— Start Provided passage —

Those of us who look young enough for college are assumed to be students, those of us who have more than a few laugh lines are assumed to be retired and working for something to do, and those, like me, who are somewhere in the middle, well….I get all kinds of reactions, but that’s beside the point. Only a few know I’m a struggling Author, but it doesn’t really matter here. I’m me to those who are interested, to others, I’m one of the Invisibles.

I leave my desk and accidentally fix a resident’s TV. I’m not sure how I did it, but I’m grateful God directed my hand because her TV is her only companion now. Her friend to eat dinner with and a distraction from the empty chair beside her. It’s a priority of the heart.

I make sure exterior doors are locked and that no one has fallen in the park.

I get called to a handicapped woman’s apartment—she was left with only two reliable words after she suffered a stroke: Me here.
“Me here,” she says as she leads me to the room that contains her problem. “Me here,” as she points to her computer.

— End Provided passage —
— Start Listing —

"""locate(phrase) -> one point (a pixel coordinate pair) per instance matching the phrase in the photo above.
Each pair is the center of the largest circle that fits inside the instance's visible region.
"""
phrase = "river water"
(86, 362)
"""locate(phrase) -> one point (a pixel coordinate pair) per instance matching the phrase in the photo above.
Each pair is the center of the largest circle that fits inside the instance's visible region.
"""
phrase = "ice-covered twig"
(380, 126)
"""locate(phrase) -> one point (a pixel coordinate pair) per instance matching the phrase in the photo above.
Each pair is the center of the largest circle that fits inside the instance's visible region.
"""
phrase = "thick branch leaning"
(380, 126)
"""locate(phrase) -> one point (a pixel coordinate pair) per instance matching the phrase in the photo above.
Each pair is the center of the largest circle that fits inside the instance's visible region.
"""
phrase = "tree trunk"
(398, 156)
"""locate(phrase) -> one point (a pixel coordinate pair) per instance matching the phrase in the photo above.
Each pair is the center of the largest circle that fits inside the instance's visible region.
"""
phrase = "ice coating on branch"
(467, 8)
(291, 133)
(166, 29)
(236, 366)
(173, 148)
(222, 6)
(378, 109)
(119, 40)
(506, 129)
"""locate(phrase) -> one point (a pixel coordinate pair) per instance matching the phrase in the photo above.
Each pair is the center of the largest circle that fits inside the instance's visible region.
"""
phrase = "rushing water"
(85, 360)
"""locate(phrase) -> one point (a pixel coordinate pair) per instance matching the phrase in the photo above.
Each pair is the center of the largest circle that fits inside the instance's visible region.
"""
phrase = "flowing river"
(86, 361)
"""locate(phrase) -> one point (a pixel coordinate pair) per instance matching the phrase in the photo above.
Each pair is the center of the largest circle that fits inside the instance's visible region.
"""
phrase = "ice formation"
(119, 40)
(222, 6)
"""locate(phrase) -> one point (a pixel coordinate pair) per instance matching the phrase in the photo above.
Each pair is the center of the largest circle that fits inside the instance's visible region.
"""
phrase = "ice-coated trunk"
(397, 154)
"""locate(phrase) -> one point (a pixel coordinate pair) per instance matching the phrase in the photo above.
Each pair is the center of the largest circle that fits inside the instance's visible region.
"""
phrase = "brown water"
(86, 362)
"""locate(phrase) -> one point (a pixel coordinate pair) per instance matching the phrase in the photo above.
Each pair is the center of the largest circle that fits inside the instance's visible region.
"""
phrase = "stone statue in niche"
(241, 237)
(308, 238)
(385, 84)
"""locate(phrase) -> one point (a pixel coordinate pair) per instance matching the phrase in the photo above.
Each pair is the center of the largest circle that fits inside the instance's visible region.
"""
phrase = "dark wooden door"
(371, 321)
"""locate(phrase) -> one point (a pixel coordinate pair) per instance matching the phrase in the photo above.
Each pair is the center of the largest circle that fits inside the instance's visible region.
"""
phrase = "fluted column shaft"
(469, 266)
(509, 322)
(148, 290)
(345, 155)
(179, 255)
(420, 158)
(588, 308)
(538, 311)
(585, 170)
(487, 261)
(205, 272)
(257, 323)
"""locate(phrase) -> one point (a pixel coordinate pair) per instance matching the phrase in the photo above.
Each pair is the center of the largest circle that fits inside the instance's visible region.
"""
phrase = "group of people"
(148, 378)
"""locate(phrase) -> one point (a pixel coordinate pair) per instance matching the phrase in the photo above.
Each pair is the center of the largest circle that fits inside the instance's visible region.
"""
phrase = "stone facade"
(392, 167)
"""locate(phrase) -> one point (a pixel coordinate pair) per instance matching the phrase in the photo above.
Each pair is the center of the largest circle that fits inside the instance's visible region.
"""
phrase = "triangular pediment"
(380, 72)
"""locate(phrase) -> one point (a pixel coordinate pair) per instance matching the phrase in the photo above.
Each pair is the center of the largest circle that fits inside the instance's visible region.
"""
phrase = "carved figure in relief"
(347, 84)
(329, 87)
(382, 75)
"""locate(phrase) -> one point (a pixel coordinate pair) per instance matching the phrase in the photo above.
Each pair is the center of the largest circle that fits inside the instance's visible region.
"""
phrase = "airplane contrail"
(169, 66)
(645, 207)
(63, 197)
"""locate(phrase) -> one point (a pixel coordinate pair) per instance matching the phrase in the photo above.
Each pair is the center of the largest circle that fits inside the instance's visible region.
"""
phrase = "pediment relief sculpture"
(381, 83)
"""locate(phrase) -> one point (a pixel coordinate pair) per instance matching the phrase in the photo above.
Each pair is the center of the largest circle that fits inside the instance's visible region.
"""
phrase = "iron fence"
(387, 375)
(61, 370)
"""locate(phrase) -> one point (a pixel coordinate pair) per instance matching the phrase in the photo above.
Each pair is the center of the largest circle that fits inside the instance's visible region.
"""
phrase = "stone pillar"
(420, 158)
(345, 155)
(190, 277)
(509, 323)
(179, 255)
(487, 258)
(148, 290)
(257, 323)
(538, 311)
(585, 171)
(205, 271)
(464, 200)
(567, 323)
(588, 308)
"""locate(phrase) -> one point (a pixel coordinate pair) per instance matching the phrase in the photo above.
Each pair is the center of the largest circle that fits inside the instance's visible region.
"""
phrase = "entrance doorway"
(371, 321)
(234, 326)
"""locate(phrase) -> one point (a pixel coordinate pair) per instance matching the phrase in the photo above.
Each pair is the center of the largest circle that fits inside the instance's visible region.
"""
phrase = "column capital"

— End Listing —

## Given task 1
In the piece about being one of the Invisibles, what does the narrator say the resident's TV is for her?
## Given task 2
Pick up the piece about being one of the Invisibles after its final sentence and carry it forward.

## Task response 1
- Her only companion now
- Her friend to eat dinner with
- A distraction from the empty chair beside her

## Task response 2
“Me here,” as she directs me to her CPU that holds her disc captive. I pull it out and place it in its case that’s waiting on her desk. Photos of her family decorate the top, and she smiles huge when I hand it to her. She nods her head, holding it close to her body.

I wheel her back out of the tight storage room where she keeps her computer in and lean down, my hand on her arm, my eyes level with hers so she knows I see her.

“Me here,” she says as she places her palm on the side of my face.

“You’re welcome,” I say, my heart filling up.

As I turn to go, her mouth unleashes a few rare words. “Thank you.”
I smile again, one Invisible to another, and walk back to my desk feeling more successful than anything the Visible world has to offer.

 

I ponder her words, and wonder how many of us have lifted our heads to the sky and whispered, “I’m here. See me.”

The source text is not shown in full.